## Exercise description
Rewrite the material below as a numbered list with one item per line, omitting any blank lines.

## Input records
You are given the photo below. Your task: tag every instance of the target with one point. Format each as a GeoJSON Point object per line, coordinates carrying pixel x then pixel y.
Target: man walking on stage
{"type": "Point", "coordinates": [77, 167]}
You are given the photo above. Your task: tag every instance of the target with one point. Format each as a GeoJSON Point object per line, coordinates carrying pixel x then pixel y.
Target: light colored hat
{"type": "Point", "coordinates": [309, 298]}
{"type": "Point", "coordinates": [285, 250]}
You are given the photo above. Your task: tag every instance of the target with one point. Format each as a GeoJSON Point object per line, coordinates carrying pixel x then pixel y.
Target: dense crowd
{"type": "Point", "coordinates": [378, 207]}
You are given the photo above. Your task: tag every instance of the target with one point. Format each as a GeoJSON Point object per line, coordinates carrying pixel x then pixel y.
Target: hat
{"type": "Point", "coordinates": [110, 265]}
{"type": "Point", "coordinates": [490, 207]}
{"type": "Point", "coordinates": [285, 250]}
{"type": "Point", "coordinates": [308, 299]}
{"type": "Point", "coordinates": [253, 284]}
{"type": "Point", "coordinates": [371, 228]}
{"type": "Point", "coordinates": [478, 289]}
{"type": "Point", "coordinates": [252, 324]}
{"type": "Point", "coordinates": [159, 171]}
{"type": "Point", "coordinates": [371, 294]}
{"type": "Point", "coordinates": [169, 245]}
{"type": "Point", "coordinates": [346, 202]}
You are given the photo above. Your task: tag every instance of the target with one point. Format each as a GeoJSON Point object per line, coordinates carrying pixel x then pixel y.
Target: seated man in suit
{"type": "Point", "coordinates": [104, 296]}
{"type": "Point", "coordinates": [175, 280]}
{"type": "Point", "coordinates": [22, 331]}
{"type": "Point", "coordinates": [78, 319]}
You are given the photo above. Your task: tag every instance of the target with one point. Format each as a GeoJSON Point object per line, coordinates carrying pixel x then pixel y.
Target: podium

## Result of the task
1. You are given the photo below. Your task: tag every instance of the target with one point. Format each as a GeoJSON Point object per line, coordinates carrying pixel x then pixel y.
2. Target: man walking on stage
3. {"type": "Point", "coordinates": [77, 167]}
4. You are given the photo above. Your task: tag every instance of the target with one point. Format each as a GeoJSON Point object per line, coordinates carrying pixel x then pixel y.
5. Target: light colored hat
6. {"type": "Point", "coordinates": [309, 298]}
7. {"type": "Point", "coordinates": [285, 250]}
8. You are given the photo above. Your task: tag every instance of the target with one point. Format each as a GeoJSON Point object per line, coordinates carrying pixel x then pixel y.
9. Target: dense crowd
10. {"type": "Point", "coordinates": [378, 207]}
11. You are given the photo above. Your task: tag every instance of the target with one point. Format each as a GeoJSON Point object per line, coordinates carrying pixel x then pixel y.
12. Target: hat
13. {"type": "Point", "coordinates": [110, 265]}
14. {"type": "Point", "coordinates": [490, 207]}
15. {"type": "Point", "coordinates": [285, 250]}
16. {"type": "Point", "coordinates": [308, 299]}
17. {"type": "Point", "coordinates": [253, 284]}
18. {"type": "Point", "coordinates": [371, 228]}
19. {"type": "Point", "coordinates": [478, 289]}
20. {"type": "Point", "coordinates": [252, 324]}
21. {"type": "Point", "coordinates": [159, 171]}
22. {"type": "Point", "coordinates": [371, 294]}
23. {"type": "Point", "coordinates": [169, 245]}
24. {"type": "Point", "coordinates": [346, 202]}
25. You are given the photo above. Your task: tag every instance of the target with one point. Format each as a GeoJSON Point object per line, coordinates carrying pixel x then pixel y.
26. Target: seated man in suit
27. {"type": "Point", "coordinates": [104, 296]}
28. {"type": "Point", "coordinates": [175, 280]}
29. {"type": "Point", "coordinates": [22, 331]}
30. {"type": "Point", "coordinates": [78, 319]}
31. You are given the photo above. Your task: tag every instance of the target with one point. Format each as a GeoJSON Point object per line, coordinates carrying pixel x then pixel y.
32. Target: podium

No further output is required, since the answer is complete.